- Tareas -
- A) Extrae del fragmento sobre los misioneros entre los indígenas la parte que abre con las palabras "Siendo estudiante, escuchó" y cierra con "héroe de la fe.".
- B) Sigue escribiendo el fragmento sobre los misioneros entre los indígenas desde donde se detiene.

- Fragmento -
Eliot tradujo la Biblia al idioma de los indígenas y preparó a veinticuatro de ellos como evangelistas, estableciendo escuelas en cada pueblo, pero la obra misionera fue casi arruinada por la llamada Guerra del Rey Felipe. Su nombre viene del cacique de los Wampanoag, que inició una lucha el verano de 1675, tras el ahorcamiento de tres guerreros que habían dado muerte a un indio amigo de los colonos por haber informado al gobierno colonial sobre los planes de ataque del cacique. Muchos murieron indiscriminadamente a manos de colonos que procuraban vengarse de cualquiera que pareciera indígena. Eliot no se dio por vencido. Siguió fiel en la obra, hasta los 85 años, que partió con el Señor, convencido de que era Dios quien salvaba a las almas.
UN GRAN AVIVAMIENTO
De todos los misioneros que hubo entre los indios, mi favorito es David Brainerd. Murió a los 29 años. Sólo pudo trabajar entre ellos, cinco años, pero su diario –publicado por Jonathan Edwards– es todavía fuente de inspiración para muchos creyentes. Nacido en Connecticut en 1718, era hijo de un hacendado que murió cuando él tenía sólo 8 años, quedando huérfano, al fallecer su madre, a los 14. Entró en la Universidad de Yale a los 21, pero fue expulsado por un tonto comentario sobre uno de los preceptores, que dijo que no tenía más “gracia divina” que una silla. La humillación recibida y su carácter melancólico, le hacen para mí, alguien particularmente entrañable.
Siendo estudiante, escuchó un sermón de Ebenezer Pemberton sobre la necesidad de la obra misionera entre los indígenas. Estudió el idioma con un obrero veterano en Kaunaumeek (Nueva York), John Sergeant. Su trabajo fue solitario y desanimador: “estaba descorazonado”, ya que le “parecía que no iba a tener ningún éxito”. Tan grande era su depresión, que dice que su “alma se sentía cansada de la vida y deseaba grandemente la muerte”. Pasajes como éste, no los he leído en muchos relatos misioneros. Su honestidad es conmovedora. Es por eso, para mí, un héroe de la fe.

[Extractos de datos]
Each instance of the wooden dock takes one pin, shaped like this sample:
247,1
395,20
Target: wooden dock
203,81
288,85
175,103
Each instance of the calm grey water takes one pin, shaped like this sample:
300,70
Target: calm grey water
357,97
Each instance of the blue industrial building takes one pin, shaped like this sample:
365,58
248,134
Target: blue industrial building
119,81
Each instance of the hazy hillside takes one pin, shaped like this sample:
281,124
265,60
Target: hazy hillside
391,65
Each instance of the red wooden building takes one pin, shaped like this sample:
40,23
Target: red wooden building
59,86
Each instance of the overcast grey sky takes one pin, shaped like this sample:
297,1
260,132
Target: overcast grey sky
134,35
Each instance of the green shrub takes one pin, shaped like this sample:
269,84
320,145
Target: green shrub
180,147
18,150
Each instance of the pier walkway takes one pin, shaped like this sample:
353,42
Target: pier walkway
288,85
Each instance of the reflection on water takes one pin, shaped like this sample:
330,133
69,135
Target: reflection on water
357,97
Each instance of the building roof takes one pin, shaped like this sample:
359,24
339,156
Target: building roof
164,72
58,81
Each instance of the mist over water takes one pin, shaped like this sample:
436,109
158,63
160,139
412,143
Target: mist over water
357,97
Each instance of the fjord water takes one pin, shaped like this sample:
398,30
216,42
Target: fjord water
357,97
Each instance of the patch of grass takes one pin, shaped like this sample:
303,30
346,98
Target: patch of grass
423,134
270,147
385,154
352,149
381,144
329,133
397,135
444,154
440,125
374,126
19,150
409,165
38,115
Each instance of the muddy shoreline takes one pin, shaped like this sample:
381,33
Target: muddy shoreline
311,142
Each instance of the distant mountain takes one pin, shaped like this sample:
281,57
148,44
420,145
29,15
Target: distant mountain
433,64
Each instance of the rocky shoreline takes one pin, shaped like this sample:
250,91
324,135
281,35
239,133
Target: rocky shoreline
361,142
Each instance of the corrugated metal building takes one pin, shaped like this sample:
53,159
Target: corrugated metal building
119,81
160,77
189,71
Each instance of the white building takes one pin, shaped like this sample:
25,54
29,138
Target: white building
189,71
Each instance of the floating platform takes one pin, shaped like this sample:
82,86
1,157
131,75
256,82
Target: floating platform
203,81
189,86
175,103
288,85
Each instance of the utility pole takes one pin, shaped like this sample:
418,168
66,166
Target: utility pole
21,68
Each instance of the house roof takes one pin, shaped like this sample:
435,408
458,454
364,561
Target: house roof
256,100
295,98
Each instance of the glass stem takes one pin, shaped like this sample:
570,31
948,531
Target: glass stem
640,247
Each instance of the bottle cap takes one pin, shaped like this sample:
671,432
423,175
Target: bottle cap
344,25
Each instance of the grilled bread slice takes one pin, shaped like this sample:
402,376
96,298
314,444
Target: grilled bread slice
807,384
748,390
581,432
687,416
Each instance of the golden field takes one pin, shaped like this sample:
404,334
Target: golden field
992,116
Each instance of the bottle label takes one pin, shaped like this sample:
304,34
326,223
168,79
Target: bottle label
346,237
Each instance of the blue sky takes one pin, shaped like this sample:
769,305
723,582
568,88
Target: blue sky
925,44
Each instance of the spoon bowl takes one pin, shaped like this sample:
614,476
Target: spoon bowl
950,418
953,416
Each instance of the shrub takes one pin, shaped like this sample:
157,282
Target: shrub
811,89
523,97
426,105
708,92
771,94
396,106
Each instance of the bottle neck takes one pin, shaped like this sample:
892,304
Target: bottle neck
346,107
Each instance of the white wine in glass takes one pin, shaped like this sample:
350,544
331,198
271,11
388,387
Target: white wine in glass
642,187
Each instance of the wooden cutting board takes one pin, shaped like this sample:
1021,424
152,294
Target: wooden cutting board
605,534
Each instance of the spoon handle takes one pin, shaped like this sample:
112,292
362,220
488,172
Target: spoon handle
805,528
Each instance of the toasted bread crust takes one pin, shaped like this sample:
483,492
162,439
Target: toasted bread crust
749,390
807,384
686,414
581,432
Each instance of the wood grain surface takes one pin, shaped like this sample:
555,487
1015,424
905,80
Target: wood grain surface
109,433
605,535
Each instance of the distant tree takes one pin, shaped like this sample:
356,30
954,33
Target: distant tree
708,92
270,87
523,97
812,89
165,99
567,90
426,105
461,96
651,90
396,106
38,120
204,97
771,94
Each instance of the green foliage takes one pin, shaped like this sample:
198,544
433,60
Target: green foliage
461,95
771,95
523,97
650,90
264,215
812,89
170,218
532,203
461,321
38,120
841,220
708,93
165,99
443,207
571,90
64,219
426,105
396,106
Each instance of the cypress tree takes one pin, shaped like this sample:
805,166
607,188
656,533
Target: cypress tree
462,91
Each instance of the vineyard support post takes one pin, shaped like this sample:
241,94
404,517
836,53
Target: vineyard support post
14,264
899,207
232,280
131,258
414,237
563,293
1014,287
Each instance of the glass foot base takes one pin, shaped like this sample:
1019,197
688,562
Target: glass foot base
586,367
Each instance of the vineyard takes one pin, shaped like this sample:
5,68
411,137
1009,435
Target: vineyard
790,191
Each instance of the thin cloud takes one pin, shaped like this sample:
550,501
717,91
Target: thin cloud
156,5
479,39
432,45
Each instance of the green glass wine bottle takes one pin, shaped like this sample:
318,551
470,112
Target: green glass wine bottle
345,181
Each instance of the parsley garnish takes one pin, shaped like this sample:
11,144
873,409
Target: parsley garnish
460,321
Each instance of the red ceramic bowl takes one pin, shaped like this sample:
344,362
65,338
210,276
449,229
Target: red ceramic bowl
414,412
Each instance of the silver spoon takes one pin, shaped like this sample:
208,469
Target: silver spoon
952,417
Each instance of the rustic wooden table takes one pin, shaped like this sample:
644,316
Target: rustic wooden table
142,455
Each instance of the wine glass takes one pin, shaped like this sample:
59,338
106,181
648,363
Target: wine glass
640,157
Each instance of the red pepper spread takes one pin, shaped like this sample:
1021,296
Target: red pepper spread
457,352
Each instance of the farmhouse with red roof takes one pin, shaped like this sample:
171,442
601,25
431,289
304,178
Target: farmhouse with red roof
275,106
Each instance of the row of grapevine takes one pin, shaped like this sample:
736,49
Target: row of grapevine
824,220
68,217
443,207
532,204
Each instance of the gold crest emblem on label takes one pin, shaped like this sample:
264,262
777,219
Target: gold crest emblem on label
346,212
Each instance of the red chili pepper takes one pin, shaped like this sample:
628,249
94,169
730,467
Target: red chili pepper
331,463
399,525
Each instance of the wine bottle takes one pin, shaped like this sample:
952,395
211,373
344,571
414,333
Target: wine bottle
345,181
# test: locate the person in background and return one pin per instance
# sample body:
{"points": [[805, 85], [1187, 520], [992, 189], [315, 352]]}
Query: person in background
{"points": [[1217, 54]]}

- Respuestas -
- A)
Siendo estudiante, escuchó un sermón de Ebenezer Pemberton sobre la necesidad de la obra misionera entre los indígenas. Estudió el idioma con un obrero veterano en Kaunaumeek (Nueva York), John Sergeant. Su trabajo fue solitario y desanimador: “estaba descorazonado”, ya que le “parecía que no iba a tener ningún éxito”. Tan grande era su depresión, que dice que su “alma se sentía cansada de la vida y deseaba grandemente la muerte”. Pasajes como éste, no los he leído en muchos relatos misioneros. Su honestidad es conmovedora. Es por eso, para mí, un héroe de la fe.

- B)
En Pensilvania, al norte de Filadelfía, conoció a un indio en las riberas del río Delaware, Tattamy, que no sólo tenía problemas con la bebida, sino que carecía de discernimiento espiritual. Esta curiosa pareja deambuló hacía el Oeste, para predicar a los indios que encontraban a lo largo del río Susquehanna. Iban a caballo, hasta que se le rompió una pata, al caerse. La enfermedad y la depresión seguían azotando a Brainerd. Se sentía culpable al creer que no había realizado nada por lo que le pagaban y se disponía a renunciar, cuando en el verano de 1745 se encontró a un grupo de indios cherokee en Crossweeksung (Nueva Jersey). Veinticinco se convirtieron. Fue el comienzo de un gran avivamiento entre los indios.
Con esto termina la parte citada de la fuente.